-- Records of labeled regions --
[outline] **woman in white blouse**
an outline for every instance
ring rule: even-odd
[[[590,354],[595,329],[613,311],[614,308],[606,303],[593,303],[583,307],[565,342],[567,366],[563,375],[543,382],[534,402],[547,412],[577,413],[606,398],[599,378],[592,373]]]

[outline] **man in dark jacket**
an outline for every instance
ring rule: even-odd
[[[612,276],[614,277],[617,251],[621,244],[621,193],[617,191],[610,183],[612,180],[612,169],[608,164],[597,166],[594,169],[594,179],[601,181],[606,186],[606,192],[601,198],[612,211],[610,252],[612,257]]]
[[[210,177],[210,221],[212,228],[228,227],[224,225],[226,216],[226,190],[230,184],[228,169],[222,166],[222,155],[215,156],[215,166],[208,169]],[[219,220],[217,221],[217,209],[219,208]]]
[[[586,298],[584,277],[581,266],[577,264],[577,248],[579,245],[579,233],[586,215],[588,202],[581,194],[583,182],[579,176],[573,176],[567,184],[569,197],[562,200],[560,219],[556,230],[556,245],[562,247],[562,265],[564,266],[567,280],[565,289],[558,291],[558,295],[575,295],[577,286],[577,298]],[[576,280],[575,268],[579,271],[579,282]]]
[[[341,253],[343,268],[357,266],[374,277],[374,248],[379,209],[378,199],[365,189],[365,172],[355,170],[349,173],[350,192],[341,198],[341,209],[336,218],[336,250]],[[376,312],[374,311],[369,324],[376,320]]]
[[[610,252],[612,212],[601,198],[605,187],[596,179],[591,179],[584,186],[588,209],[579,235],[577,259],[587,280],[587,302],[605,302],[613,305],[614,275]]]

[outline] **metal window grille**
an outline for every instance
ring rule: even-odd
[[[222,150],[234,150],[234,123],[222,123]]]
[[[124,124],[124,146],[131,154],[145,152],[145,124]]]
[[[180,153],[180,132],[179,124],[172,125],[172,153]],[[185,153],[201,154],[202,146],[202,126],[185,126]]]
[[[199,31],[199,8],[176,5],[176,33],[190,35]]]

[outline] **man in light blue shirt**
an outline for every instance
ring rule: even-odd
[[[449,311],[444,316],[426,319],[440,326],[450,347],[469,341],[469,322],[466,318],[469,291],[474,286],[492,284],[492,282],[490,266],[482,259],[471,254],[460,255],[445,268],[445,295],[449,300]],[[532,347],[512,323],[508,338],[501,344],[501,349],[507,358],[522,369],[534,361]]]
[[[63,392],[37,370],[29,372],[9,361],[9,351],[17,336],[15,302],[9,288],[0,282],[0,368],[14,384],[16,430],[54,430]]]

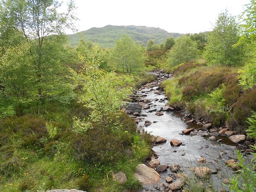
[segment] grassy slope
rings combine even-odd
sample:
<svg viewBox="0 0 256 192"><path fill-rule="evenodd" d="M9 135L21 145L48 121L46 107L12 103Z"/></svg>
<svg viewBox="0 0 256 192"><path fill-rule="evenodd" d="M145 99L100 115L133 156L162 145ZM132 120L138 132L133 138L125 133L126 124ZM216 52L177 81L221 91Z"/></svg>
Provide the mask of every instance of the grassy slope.
<svg viewBox="0 0 256 192"><path fill-rule="evenodd" d="M98 42L103 48L112 48L116 39L126 33L138 43L146 46L150 39L154 40L155 43L164 43L165 39L170 36L176 38L183 34L168 33L160 28L147 27L145 26L116 26L106 25L103 27L93 27L86 31L72 35L68 35L69 43L72 46L77 45L82 34L86 41Z"/></svg>
<svg viewBox="0 0 256 192"><path fill-rule="evenodd" d="M256 110L256 89L243 90L238 85L239 68L207 66L201 59L169 70L174 77L161 86L173 106L185 108L216 126L243 131L251 111Z"/></svg>
<svg viewBox="0 0 256 192"><path fill-rule="evenodd" d="M135 87L155 78L120 74L121 85ZM150 137L138 135L135 122L124 114L113 122L123 125L123 131L115 129L102 135L95 129L88 134L75 134L73 117L89 114L75 101L67 106L53 103L32 106L21 116L0 121L0 191L74 188L95 191L100 188L101 191L119 192L140 189L133 172L150 156ZM46 122L58 127L58 134L53 138L49 138ZM81 159L77 146L90 151L85 155L92 153L91 157ZM112 179L112 174L119 170L128 179L123 185Z"/></svg>

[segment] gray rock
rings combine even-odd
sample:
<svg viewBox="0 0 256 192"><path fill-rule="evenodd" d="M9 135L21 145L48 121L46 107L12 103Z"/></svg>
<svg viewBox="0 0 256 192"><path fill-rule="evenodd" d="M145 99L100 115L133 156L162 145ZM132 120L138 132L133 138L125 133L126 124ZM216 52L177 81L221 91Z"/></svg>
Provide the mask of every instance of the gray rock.
<svg viewBox="0 0 256 192"><path fill-rule="evenodd" d="M226 136L229 137L229 136L233 135L234 133L234 132L232 131L227 131L225 132L224 134Z"/></svg>
<svg viewBox="0 0 256 192"><path fill-rule="evenodd" d="M141 114L139 113L135 112L133 113L133 116L136 116L136 117L140 117L141 116Z"/></svg>
<svg viewBox="0 0 256 192"><path fill-rule="evenodd" d="M191 128L191 129L185 129L182 131L181 132L185 134L189 134L190 132L194 130L194 129Z"/></svg>
<svg viewBox="0 0 256 192"><path fill-rule="evenodd" d="M135 177L143 184L153 184L158 183L161 177L156 171L143 164L137 166Z"/></svg>
<svg viewBox="0 0 256 192"><path fill-rule="evenodd" d="M146 105L144 107L143 107L143 108L144 109L149 109L150 108L150 106L148 105Z"/></svg>
<svg viewBox="0 0 256 192"><path fill-rule="evenodd" d="M174 173L183 171L182 166L179 164L172 164L170 168L171 170Z"/></svg>
<svg viewBox="0 0 256 192"><path fill-rule="evenodd" d="M135 112L140 113L142 107L140 104L133 103L127 103L124 106L125 110L132 114Z"/></svg>
<svg viewBox="0 0 256 192"><path fill-rule="evenodd" d="M203 128L204 129L209 129L211 128L212 126L212 123L207 123L207 124L204 125L203 127Z"/></svg>
<svg viewBox="0 0 256 192"><path fill-rule="evenodd" d="M170 141L170 144L172 146L178 146L182 144L182 142L180 141L178 139L173 139Z"/></svg>
<svg viewBox="0 0 256 192"><path fill-rule="evenodd" d="M149 162L149 166L153 168L156 168L160 165L160 161L158 159L152 159Z"/></svg>
<svg viewBox="0 0 256 192"><path fill-rule="evenodd" d="M166 105L165 106L165 111L174 111L174 109L170 105Z"/></svg>
<svg viewBox="0 0 256 192"><path fill-rule="evenodd" d="M228 138L234 143L238 143L244 141L246 137L244 135L234 135L231 136Z"/></svg>
<svg viewBox="0 0 256 192"><path fill-rule="evenodd" d="M147 98L146 98L145 99L144 99L144 100L143 100L143 102L145 103L149 103L152 102L152 101L151 101L149 99L148 99Z"/></svg>
<svg viewBox="0 0 256 192"><path fill-rule="evenodd" d="M166 142L166 140L162 137L159 136L154 136L152 142L158 144L159 143L164 143Z"/></svg>
<svg viewBox="0 0 256 192"><path fill-rule="evenodd" d="M159 165L156 167L156 171L158 172L162 172L166 170L168 167L167 165Z"/></svg>
<svg viewBox="0 0 256 192"><path fill-rule="evenodd" d="M157 116L161 116L162 115L163 115L163 113L162 112L156 112L156 115Z"/></svg>
<svg viewBox="0 0 256 192"><path fill-rule="evenodd" d="M177 190L181 188L184 184L184 179L183 178L178 179L168 185L168 188L172 191Z"/></svg>
<svg viewBox="0 0 256 192"><path fill-rule="evenodd" d="M206 167L197 167L194 170L195 174L201 179L209 178L211 176L211 170Z"/></svg>
<svg viewBox="0 0 256 192"><path fill-rule="evenodd" d="M115 181L123 184L127 180L127 178L125 173L121 171L118 171L113 175L113 179Z"/></svg>

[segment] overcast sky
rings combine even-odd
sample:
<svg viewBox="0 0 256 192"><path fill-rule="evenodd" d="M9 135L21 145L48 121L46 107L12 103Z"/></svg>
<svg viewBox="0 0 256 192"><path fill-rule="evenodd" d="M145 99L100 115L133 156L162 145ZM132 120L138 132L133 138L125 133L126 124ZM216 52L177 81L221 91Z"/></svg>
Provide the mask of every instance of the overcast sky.
<svg viewBox="0 0 256 192"><path fill-rule="evenodd" d="M66 4L68 0L63 0ZM78 31L92 27L143 25L169 32L211 30L218 14L227 8L233 15L243 12L249 0L74 0ZM73 33L70 31L68 33Z"/></svg>

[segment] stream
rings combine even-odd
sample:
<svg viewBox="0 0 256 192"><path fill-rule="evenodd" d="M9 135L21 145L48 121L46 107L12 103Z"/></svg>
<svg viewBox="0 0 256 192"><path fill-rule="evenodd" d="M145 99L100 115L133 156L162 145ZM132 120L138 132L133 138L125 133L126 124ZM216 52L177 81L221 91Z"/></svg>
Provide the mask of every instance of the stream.
<svg viewBox="0 0 256 192"><path fill-rule="evenodd" d="M164 111L161 111L163 115L156 115L156 113L162 111L168 102L164 92L157 90L158 84L165 79L167 78L158 78L158 80L153 86L152 83L149 84L150 87L146 85L136 93L136 95L141 96L142 98L141 102L137 103L141 104L143 106L145 104L141 102L143 99L148 99L151 101L150 103L147 104L150 106L149 109L145 109L142 108L141 113L143 116L146 116L142 117L144 119L138 119L138 127L142 127L140 129L167 140L165 143L155 144L153 148L158 155L158 159L161 164L167 164L169 166L173 164L180 164L184 167L184 172L190 177L194 176L191 167L207 167L210 168L211 172L207 185L213 186L213 189L216 191L220 191L221 189L228 190L228 188L223 186L222 183L224 179L231 178L234 172L230 168L226 167L224 162L235 158L235 151L237 147L241 146L241 145L233 142L224 136L216 137L216 141L209 139L210 132L203 129L202 125L187 122L191 118L184 118L185 114ZM150 112L150 110L154 109L156 109L156 111ZM151 121L152 124L144 127L145 120ZM182 135L182 130L190 128L194 129L195 135ZM202 133L205 134L206 136L201 136L200 134ZM181 141L182 144L178 147L172 147L170 141L173 139ZM222 139L222 141L217 142L219 139ZM199 162L201 157L204 158L206 162ZM174 174L169 168L159 173L162 180L158 184L144 186L141 191L168 191L168 188L163 187L162 184L165 182L167 177L174 177ZM207 188L211 190L210 186Z"/></svg>

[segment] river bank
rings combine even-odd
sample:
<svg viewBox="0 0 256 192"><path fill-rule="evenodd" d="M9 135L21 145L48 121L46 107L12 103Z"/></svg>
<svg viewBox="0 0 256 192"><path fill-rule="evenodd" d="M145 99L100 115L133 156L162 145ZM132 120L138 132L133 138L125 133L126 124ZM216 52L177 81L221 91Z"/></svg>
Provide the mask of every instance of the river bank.
<svg viewBox="0 0 256 192"><path fill-rule="evenodd" d="M158 170L161 179L154 185L144 185L141 191L168 191L183 187L185 189L188 187L188 184L181 182L181 180L196 177L199 179L194 181L200 185L201 189L228 190L223 184L223 180L230 178L234 172L226 166L226 162L234 159L235 161L236 151L245 147L225 136L225 132L228 131L226 128L212 127L209 122L198 121L196 123L194 121L197 120L191 118L191 114L176 113L171 107L166 106L168 101L158 85L171 76L161 71L156 72L158 76L157 80L143 86L134 97L131 97L142 108L141 113L133 113L136 116L135 118L138 129L167 140L163 144L156 144L153 148L158 155L160 165L165 168L160 170L157 166L153 167ZM197 123L199 122L201 123ZM172 146L170 141L173 139L177 139L182 144ZM252 155L244 155L250 159ZM155 166L152 166L152 161L148 165L151 167ZM171 169L177 166L180 168L178 172L183 174L179 175L177 171ZM199 172L205 175L198 176L196 172L198 169ZM173 181L170 182L169 177ZM180 185L177 186L174 184L175 182ZM173 188L173 185L176 188Z"/></svg>

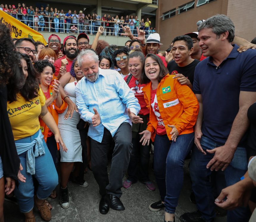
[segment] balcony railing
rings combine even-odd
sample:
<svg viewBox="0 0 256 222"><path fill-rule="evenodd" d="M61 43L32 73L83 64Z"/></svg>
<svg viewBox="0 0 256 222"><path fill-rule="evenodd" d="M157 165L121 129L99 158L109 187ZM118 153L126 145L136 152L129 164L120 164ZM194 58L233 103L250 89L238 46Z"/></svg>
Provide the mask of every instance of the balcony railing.
<svg viewBox="0 0 256 222"><path fill-rule="evenodd" d="M50 17L43 16L44 20L43 21L38 20L38 16L34 15L23 15L22 14L8 14L19 21L27 25L32 29L38 32L55 32L70 33L80 33L84 32L86 34L96 35L98 31L98 27L102 26L104 28L104 32L103 35L110 35L114 36L121 36L121 33L123 33L123 29L121 26L121 24L109 21L93 21L90 20L84 20L84 22L79 22L79 19L77 19L77 24L70 23L65 22L65 19L63 18L53 17L53 20L51 20ZM57 18L57 19L54 19ZM55 20L55 22L54 20ZM100 23L99 25L96 25L97 22ZM113 27L110 27L110 24L114 24ZM51 27L51 24L54 24L54 27ZM74 25L76 28L72 30L73 25ZM124 25L127 25L124 24ZM146 36L149 35L149 32L150 29L150 27L145 28L145 30ZM131 29L131 31L135 36L137 36L137 31L136 29Z"/></svg>

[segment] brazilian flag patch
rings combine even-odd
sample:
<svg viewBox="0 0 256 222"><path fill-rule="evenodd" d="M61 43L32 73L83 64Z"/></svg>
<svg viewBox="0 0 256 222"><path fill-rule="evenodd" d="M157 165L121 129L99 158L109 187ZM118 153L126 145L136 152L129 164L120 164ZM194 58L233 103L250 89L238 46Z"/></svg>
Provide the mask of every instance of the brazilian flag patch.
<svg viewBox="0 0 256 222"><path fill-rule="evenodd" d="M163 91L163 94L164 94L166 93L171 92L171 87L170 87L170 86L167 86L167 87L164 87L162 88L162 90Z"/></svg>

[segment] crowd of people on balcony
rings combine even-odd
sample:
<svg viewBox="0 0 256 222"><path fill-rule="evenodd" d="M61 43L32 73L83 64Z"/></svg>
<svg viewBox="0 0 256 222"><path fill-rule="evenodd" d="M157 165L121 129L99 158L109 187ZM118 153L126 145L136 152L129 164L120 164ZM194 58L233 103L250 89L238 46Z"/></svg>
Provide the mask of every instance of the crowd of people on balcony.
<svg viewBox="0 0 256 222"><path fill-rule="evenodd" d="M73 13L69 10L66 13L63 9L42 6L40 9L35 9L30 6L27 7L25 3L19 4L16 8L14 5L1 4L0 10L10 14L25 24L36 31L95 35L99 26L104 27L107 35L120 36L124 33L121 26L129 26L134 35L137 34L136 27L143 30L146 35L155 32L156 28L151 27L149 19L142 18L141 20L137 15L127 15L125 18L119 18L117 15L115 17L104 14L102 17L96 12L92 15L85 15L82 10Z"/></svg>

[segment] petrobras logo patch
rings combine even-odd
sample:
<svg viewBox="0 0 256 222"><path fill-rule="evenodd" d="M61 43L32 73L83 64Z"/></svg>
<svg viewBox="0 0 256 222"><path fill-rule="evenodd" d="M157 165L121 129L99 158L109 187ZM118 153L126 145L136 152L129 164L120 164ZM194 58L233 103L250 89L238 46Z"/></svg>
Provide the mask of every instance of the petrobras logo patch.
<svg viewBox="0 0 256 222"><path fill-rule="evenodd" d="M176 99L173 101L171 101L170 102L168 102L164 103L163 104L163 107L164 108L168 108L168 107L175 106L179 103L179 99Z"/></svg>

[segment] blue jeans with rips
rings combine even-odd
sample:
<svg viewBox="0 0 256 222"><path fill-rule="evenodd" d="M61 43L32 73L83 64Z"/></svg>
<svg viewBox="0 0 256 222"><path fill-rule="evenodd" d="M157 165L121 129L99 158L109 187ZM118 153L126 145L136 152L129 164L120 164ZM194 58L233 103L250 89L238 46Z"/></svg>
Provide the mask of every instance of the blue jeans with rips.
<svg viewBox="0 0 256 222"><path fill-rule="evenodd" d="M174 214L183 184L183 165L194 144L194 133L178 136L176 142L167 135L156 135L154 142L154 171L165 211Z"/></svg>
<svg viewBox="0 0 256 222"><path fill-rule="evenodd" d="M32 136L15 140L18 143L30 143L38 135L38 131ZM37 196L39 199L47 198L58 185L58 174L51 154L43 139L42 142L45 154L35 157L35 174L33 176L39 184ZM35 147L34 148L35 151ZM19 181L19 186L15 187L14 194L17 198L20 210L22 213L27 213L33 209L34 206L34 186L33 177L26 172L27 152L19 155L23 169L21 174L26 178L25 183Z"/></svg>
<svg viewBox="0 0 256 222"><path fill-rule="evenodd" d="M203 136L200 142L202 148L206 153L204 155L195 145L193 148L190 166L192 180L192 188L195 193L197 209L206 221L210 221L215 216L215 204L210 176L210 169L206 165L213 157L213 154L207 153L206 150L213 149L223 146L215 143L209 138ZM238 147L234 158L224 171L227 187L240 180L247 170L246 151L244 147ZM242 222L249 221L250 213L247 208L241 207L227 213L227 222Z"/></svg>

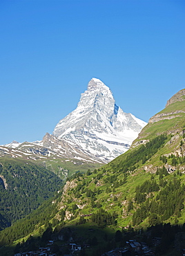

-- Written task --
Convert the records starting at the line containing "[segment] brazilian flag patch" and ending at the line containing "91L163 94L164 94L166" into a JSON list of strings, one string per line with blank lines omitted.

-- Answer for the task --
[
  "[segment] brazilian flag patch",
  "rings combine even-odd",
  "sample:",
  "<svg viewBox=\"0 0 256 222\"><path fill-rule=\"evenodd\" d=\"M61 43L32 73L83 64Z\"/></svg>",
  "<svg viewBox=\"0 0 256 222\"><path fill-rule=\"evenodd\" d=\"M157 165L121 129L99 158L109 187ZM118 153L126 145L136 152L129 164L120 164ZM194 58L233 103L250 89L238 46Z\"/></svg>",
  "Provide the mask of every instance of the brazilian flag patch.",
  "<svg viewBox=\"0 0 256 222\"><path fill-rule=\"evenodd\" d=\"M163 91L163 94L164 94L166 93L171 92L171 87L170 87L170 86L167 86L167 87L164 87L162 88L162 90Z\"/></svg>"
]